Hola, gasmii! After a couple months of recap vacation, I was itching to get back into the swing of things around these parts. When I first saw the commercials for Celebracadabra, I wondered who would ever watch that kind of show. I mean, really, you know? Then I realized: I would watch that kind of show! Once I accepted that, I knew nothing could ever make me happier than recapping it.
We start off by finding out a bit about Celebracadabra, which has a premise so complicated it’s going to blow your mind. Get this – it’s celebrities, see? Hanging out together. Doing wacky shit for cameras! God, I love it already! They’ll actually be learning magic tricks, a topic which reaches a special realm of badness, but at least they require some kind of skill. It has the potential to be a lot more interesting than Be My G-List Boyfriend.
In a preview of some things we’ll see this season, Hal Sparks asks his magician if a trick ever stops burning him, and the guy says Hal will get used to the pain. The next shot is of Kimberly Wyatt of Pussycat Dolls fame, which I feel is a little wink from the Celebracadabra editors. She knows a lot about a certain burning feeling.
Loosen up her buttons, babe.
One celebragician, which is the technical term, will disappear from the competition each week. The winner receives $100,000, a prize that manages to be both substantial and seriously lame at the same time. It would be a lot easier to just get fat and go on Celebrity Fit Club, you know? Still, before we can get to any prizes, we have to meet the competition!
The celebs gather in the Magic Castle, which is supposedy Hollywood’s exclusive club for professional magicians. In reality, it’s probably just Criss Angel’s basement. Jonathan Levitt, our fearless host, explains that the stars will be learning how to be world-class magicians. Then he does a trick that involves a flame, but it looks like a sad CGI effect more than anything. The stars clap even though it’s obvious they do not understand what’s happening.
Kimberly explains in confessional that she has no clue what she’s gotten herself into, but she’s going to try like hell. Sadly, I think she means she’ll try like hell to figure out where she is. Oh, Kim. No one will ever notice you’ve gone missing.
The first challenge will be street magic, and they’ll have one day to learn what people spend years studying. Hoorah! Before they can start, they must meet their new partner. Up first is Derek Hughes, a top comedy magician. Essentially that means Derek is a clown without the makeup. He makes some balls appear, compensating for the ones he lacks down below, and reveals he’ll be working with Chris “Kid” Reid of Kid ‘n Play. Chris looks impressed, but it’s only because someone knows his name. That’s a big milestone in Chris’ life!
Next we have Silly Billy, the world’s most famous children’s magician. Silly Billy is a legitimate clown, and Ant explains he’ll quit and/or piddle himself if they have to be partners. You kind of can’t blame him though, since grown men who choose to be clowns will totally rape you in your sleep. Also, if you’re not familiar with Ant, you should consider yourself blessed because I don’t think there’s any “comedian” more annoying. He’s like a queer Carrot Top, which is to say…Carrot Top.

Data section:
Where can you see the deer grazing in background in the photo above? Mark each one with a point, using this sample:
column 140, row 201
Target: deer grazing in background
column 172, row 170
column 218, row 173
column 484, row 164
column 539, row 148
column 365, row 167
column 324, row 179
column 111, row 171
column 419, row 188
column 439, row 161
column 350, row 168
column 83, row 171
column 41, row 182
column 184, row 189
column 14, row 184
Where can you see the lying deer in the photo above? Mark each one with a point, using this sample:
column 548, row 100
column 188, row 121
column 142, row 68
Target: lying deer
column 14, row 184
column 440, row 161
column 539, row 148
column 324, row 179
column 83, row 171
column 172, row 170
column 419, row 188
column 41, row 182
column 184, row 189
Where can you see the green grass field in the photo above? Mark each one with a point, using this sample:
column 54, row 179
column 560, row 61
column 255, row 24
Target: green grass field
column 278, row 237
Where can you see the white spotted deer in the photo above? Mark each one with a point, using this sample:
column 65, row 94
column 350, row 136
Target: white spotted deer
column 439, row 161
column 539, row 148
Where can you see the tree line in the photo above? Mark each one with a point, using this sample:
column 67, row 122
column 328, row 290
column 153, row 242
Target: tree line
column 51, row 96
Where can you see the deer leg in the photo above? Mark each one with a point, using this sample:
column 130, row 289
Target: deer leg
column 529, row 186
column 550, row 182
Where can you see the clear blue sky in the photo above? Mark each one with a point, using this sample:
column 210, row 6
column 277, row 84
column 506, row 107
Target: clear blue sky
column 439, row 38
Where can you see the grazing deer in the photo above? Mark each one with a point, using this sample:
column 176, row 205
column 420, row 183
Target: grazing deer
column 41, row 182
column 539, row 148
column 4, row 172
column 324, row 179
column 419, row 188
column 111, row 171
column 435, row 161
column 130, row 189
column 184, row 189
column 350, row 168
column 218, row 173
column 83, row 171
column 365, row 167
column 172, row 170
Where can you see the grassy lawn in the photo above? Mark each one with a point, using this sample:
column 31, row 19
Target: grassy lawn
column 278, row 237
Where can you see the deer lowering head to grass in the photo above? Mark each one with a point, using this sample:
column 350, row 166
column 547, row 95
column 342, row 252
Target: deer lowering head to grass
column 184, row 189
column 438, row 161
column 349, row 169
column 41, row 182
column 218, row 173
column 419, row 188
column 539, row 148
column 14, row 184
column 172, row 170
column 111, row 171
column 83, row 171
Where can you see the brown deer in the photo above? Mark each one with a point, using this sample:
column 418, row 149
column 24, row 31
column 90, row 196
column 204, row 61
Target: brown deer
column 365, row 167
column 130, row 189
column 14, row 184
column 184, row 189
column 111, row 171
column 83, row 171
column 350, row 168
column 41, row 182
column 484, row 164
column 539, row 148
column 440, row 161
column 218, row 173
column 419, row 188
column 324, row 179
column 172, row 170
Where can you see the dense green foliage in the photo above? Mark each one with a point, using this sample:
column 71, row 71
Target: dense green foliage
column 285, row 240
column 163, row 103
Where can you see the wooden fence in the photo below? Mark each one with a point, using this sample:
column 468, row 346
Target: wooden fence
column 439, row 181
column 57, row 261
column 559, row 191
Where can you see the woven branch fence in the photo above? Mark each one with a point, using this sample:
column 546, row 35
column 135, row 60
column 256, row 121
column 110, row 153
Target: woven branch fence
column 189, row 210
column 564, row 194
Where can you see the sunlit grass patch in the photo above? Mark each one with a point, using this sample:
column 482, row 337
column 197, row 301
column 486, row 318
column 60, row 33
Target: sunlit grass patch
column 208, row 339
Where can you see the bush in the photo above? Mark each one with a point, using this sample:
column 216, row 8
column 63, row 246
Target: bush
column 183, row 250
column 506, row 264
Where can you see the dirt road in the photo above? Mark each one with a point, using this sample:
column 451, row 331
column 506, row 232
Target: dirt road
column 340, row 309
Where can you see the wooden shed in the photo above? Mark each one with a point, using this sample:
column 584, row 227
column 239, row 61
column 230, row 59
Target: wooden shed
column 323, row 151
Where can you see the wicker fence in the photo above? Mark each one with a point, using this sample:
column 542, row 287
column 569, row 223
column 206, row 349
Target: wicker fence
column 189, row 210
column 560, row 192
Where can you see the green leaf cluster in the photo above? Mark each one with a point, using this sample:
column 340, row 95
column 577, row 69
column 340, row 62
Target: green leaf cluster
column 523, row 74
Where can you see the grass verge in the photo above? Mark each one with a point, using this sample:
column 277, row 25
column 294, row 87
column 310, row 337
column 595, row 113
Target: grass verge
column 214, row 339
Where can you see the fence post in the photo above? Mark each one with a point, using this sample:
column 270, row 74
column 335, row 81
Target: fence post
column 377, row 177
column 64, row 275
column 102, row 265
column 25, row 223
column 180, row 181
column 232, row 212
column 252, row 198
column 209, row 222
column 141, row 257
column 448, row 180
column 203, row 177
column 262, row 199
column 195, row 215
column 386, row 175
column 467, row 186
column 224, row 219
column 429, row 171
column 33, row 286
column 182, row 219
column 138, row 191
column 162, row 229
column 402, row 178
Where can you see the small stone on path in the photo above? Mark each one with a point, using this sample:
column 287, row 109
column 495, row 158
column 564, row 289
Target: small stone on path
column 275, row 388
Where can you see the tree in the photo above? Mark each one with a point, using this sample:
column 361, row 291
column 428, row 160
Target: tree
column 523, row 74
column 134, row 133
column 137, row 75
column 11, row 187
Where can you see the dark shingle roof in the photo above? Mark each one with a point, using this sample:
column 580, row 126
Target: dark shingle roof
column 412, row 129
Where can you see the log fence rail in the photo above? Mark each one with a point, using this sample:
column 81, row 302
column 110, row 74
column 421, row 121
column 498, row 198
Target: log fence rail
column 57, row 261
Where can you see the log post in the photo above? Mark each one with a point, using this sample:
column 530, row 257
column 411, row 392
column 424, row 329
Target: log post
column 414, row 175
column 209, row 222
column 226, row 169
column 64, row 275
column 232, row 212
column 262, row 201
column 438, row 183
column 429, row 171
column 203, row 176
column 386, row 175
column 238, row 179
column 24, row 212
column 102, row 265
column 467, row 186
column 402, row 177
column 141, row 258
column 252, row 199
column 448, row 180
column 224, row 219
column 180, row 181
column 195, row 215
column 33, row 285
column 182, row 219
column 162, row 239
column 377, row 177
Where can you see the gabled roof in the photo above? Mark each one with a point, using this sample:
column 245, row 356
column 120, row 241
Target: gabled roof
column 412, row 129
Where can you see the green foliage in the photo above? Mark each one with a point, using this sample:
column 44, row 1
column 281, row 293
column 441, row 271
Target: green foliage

Problem to work on:
Answer these questions from the Celebracadabra recap:
1. How much prize money does the winner receive?
2. Where do the celebrities gather?
3. Who will be working with Derek Hughes?

Task output:
1. $100,000
2. The Magic Castle
3. Chris "Kid" Reid of Kid 'n Play